» **TEXT**
Former Minister of Culture of the Azerbaijan SSR

Zakir Nariman oghlu Baghirov (Zakir Nəriman oğlu Bağırov, December 21, 1929 – March 31, 1989) was as Azerbaijani statesman who served as the Minister of Culture of the Azerbaijan SSR from 1971 to 1988, and deputy of the Supreme Soviet of the Azerbaijan SSR.

== Biography ==
Zakir Baghirov was born on December 21, 1929, in Shusha. He studied at Moscow Aviation Institute. However, after breaking his leg, Baghirov stopped pursuing his career as a pilot. After returning to Baku from Moscow, he decided to continue his education after a long period of medical treatment.

In 1953, Zakir Baghirov graduated from Azerbaijan State University and pursued his postgraduate education at the Institute of Philosophy of the USSR Academy of Sciences. Zakir Baghirov returned to Azerbaijan after graduation and was appointed head of the philosophy department at the Azerbaijan Academy of Sciences.

During Zakir Baghirov's tenure as Minister, the Baku Choreography School was built, the Song Theatre was established, the house-museums of Uzeyir Hajibeyov, Samad Vurgun and Jafar Jabbarly were opened, and the Azerbaijani circus team was established.

Zakir Baghirov visited Turkey in 1987 to expand Soviet Union–Turkey relations and met with Minister of Culture and Tourism Mesut Yilmaz.

Zakir Baghirov died on March 31, 1989, in Baku.

» **EXERCISE INSTRUCTIONS**
(a) Restate word for word the part of the Baghirov biography starting with "During Zakir Baghirov's" and going on through "1989, in Baku.".
(b) Does the Baghirov biography agree with each of these statements? Answer yes or no for each, quoting the deciding words: (i) Baghirov studied at Moscow Aviation Institute. (ii) Baghirov graduated from Azerbaijan State University in 1955. (iii) On his 1987 visit to Turkey, Baghirov met Mesut Yilmaz.
The rows play no part in any of this.

» **DATASET RECORDS**
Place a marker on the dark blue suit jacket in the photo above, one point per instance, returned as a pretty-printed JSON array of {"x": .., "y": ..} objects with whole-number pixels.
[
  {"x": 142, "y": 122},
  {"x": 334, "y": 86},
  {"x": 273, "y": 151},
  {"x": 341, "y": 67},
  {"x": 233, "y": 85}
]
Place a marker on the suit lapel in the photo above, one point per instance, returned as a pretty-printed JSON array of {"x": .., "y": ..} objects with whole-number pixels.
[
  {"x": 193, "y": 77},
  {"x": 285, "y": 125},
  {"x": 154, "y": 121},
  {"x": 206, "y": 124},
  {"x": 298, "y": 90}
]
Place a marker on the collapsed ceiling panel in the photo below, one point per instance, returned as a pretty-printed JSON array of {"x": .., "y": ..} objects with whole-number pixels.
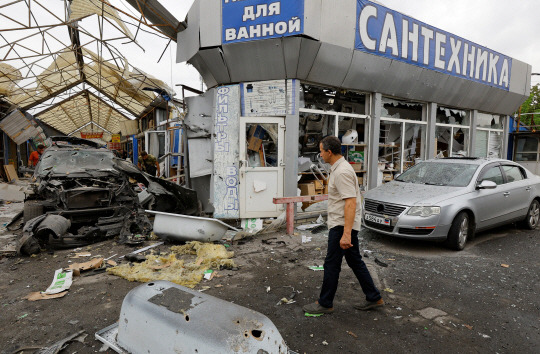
[{"x": 68, "y": 49}]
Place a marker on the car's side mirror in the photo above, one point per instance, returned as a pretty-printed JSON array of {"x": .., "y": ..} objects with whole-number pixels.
[{"x": 485, "y": 184}]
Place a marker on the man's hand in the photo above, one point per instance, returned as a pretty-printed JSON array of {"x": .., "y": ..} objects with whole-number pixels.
[{"x": 345, "y": 241}]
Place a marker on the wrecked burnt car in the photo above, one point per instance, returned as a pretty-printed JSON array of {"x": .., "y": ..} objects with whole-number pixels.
[{"x": 82, "y": 193}]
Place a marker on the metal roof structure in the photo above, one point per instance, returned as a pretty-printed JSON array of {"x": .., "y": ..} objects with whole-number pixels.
[{"x": 60, "y": 60}]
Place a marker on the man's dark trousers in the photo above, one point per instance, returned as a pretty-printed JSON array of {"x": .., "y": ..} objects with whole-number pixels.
[{"x": 332, "y": 267}]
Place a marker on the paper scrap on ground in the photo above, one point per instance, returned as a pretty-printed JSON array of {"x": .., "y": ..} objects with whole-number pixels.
[
  {"x": 306, "y": 239},
  {"x": 61, "y": 282},
  {"x": 82, "y": 254},
  {"x": 307, "y": 314},
  {"x": 35, "y": 296},
  {"x": 252, "y": 225},
  {"x": 208, "y": 274},
  {"x": 81, "y": 267},
  {"x": 307, "y": 226}
]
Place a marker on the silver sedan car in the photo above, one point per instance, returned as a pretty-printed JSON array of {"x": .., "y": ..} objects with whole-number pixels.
[{"x": 450, "y": 199}]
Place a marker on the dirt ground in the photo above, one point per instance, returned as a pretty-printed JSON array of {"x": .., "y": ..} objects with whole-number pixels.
[{"x": 437, "y": 300}]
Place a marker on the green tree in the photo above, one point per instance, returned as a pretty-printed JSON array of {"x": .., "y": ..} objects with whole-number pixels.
[{"x": 532, "y": 105}]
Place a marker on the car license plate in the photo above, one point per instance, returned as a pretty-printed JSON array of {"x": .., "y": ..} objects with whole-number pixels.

» **PROBLEM SOLUTIONS**
(a)
During Zakir Baghirov's tenure as Minister, the Baku Choreography School was built, the Song Theatre was established, the house-museums of Uzeyir Hajibeyov, Samad Vurgun and Jafar Jabbarly were opened, and the Azerbaijani circus team was established.

Zakir Baghirov visited Turkey in 1987 to expand Soviet Union–Turkey relations and met with Minister of Culture and Tourism Mesut Yilmaz.

Zakir Baghirov died on March 31, 1989, in Baku.

(b)
(i) Yes: "He studied at Moscow Aviation Institute."
(ii) No: "In 1953, Zakir Baghirov graduated from Azerbaijan State University"
(iii) Yes: "Zakir Baghirov visited Turkey in 1987 to expand Soviet Union–Turkey relations and met with Minister of Culture and Tourism Mesut Yilmaz."